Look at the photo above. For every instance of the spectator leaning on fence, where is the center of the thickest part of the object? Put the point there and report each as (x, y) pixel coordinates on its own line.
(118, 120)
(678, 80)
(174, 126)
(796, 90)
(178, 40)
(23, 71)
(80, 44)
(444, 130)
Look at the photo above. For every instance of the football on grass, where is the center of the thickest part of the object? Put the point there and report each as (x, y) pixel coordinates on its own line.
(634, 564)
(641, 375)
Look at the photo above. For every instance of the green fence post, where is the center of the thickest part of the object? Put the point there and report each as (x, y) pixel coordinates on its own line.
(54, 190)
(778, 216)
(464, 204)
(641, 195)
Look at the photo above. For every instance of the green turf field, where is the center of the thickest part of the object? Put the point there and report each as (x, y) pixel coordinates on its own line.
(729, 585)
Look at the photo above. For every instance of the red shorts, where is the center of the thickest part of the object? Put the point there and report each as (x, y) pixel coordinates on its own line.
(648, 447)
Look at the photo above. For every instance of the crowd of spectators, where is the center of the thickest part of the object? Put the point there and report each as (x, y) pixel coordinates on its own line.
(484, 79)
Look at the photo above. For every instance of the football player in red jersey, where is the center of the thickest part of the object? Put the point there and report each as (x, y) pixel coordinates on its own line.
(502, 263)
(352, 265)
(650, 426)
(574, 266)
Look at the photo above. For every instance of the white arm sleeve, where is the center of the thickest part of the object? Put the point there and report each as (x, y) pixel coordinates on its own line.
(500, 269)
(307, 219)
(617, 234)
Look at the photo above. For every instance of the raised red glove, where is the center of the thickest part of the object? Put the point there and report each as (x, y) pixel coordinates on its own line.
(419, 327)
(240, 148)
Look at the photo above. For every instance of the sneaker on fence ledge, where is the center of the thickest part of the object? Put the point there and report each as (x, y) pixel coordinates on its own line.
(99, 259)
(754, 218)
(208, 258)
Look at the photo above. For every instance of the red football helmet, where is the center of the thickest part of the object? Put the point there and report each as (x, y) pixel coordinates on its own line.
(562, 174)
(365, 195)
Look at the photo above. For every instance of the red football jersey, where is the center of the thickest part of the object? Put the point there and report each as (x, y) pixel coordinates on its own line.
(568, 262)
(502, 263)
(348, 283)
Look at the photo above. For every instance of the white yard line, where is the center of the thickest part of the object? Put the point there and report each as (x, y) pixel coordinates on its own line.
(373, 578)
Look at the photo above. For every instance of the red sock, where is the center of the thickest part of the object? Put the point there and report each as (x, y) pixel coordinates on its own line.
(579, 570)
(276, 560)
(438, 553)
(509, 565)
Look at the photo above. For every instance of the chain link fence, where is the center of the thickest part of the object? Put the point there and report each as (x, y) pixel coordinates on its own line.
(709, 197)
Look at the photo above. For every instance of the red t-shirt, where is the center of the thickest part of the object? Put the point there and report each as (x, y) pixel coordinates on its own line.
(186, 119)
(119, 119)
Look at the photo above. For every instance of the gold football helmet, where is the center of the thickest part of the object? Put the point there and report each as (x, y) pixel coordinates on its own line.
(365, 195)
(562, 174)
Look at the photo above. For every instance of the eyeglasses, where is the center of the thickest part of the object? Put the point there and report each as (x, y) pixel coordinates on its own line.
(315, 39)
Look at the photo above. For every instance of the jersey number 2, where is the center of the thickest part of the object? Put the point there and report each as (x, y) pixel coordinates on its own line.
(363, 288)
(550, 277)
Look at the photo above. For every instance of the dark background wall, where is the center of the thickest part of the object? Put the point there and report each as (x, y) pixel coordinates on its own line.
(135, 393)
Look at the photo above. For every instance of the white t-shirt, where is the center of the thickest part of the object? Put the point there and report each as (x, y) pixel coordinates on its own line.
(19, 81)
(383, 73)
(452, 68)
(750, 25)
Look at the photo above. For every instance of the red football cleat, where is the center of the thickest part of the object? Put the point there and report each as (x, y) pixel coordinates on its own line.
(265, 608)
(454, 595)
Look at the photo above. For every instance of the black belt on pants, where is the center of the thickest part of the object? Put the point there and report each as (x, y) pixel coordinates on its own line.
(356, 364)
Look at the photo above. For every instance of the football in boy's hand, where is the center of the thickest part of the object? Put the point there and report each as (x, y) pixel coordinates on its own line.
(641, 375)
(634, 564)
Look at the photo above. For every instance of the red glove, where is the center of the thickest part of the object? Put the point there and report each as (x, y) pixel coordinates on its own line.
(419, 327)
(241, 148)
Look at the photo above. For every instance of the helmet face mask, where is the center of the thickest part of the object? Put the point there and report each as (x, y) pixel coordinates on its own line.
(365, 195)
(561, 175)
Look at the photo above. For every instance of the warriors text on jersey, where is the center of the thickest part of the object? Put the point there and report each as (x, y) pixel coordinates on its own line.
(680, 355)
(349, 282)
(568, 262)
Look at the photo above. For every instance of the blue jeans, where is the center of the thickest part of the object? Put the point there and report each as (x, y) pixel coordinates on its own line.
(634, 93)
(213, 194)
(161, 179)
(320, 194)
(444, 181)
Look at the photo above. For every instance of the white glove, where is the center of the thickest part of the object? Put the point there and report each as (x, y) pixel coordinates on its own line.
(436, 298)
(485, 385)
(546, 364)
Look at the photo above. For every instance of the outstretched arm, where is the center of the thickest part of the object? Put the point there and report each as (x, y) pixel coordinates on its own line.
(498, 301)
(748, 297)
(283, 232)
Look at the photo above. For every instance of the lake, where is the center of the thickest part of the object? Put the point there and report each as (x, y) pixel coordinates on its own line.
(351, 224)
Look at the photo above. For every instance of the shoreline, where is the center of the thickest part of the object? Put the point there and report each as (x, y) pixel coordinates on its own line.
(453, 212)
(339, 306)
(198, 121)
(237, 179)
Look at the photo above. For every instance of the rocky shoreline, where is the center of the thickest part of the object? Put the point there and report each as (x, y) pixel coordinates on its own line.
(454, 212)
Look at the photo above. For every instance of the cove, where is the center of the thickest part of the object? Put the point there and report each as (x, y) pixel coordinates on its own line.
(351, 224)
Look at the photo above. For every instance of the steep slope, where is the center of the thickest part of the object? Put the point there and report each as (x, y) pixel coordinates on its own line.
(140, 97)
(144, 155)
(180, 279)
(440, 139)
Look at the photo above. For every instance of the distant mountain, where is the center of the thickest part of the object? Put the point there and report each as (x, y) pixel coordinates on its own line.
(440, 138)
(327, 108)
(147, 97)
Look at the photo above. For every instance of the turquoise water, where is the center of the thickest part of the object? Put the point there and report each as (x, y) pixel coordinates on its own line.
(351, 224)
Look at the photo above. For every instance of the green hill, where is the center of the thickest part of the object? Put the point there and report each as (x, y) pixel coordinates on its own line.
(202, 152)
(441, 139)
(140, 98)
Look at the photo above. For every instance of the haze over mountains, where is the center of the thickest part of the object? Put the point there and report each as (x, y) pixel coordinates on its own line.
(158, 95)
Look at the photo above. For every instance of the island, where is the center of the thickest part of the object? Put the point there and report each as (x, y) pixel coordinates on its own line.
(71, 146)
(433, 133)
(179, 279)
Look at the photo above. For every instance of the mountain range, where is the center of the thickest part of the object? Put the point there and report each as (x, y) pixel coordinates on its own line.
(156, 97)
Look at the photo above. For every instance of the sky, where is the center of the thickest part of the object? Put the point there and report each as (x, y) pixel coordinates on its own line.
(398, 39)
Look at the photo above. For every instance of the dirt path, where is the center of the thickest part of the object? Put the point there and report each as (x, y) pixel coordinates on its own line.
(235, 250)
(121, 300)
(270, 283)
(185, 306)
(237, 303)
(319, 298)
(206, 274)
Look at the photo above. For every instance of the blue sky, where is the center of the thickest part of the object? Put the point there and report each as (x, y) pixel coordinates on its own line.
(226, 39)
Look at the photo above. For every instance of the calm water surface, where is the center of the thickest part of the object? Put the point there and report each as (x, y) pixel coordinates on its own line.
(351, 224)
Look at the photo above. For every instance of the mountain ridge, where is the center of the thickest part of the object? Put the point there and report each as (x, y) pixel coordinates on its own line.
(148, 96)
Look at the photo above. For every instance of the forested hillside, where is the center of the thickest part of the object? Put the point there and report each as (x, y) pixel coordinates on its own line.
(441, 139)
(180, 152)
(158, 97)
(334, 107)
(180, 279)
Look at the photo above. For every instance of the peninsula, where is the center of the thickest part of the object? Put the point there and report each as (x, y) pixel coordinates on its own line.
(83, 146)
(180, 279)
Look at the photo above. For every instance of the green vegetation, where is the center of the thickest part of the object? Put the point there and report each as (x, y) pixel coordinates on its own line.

> **WHAT IS REQUIRED**: Exactly the lines from the one containing "mountain ridge, where" to the final line of the entries must be restated, and no others.

> **RESPONSE AREA**:
Look at the photo above. For every instance of the mountain ridge, where is the center of the thickest part of the object? Put the point there and report each as (x, y) pixel coordinates on its own line.
(148, 96)
Look at the photo above. For every instance of the forested hillside, where is the center of the thickest part of the object? Put the point there and report each as (x, y) pixel coordinates on its own line.
(441, 139)
(180, 152)
(158, 97)
(334, 107)
(180, 279)
Look at the photo above. For every instance of the peninsula, where is the center of the thickest part of the object? Put the point there and report each as (x, y) pixel coordinates on its own line.
(83, 146)
(180, 279)
Look at the photo above. For every instance of the green vegetation, where is the center of the thickest part of the object? Put the point there and report each as (x, y) pixel coordinates on its own line.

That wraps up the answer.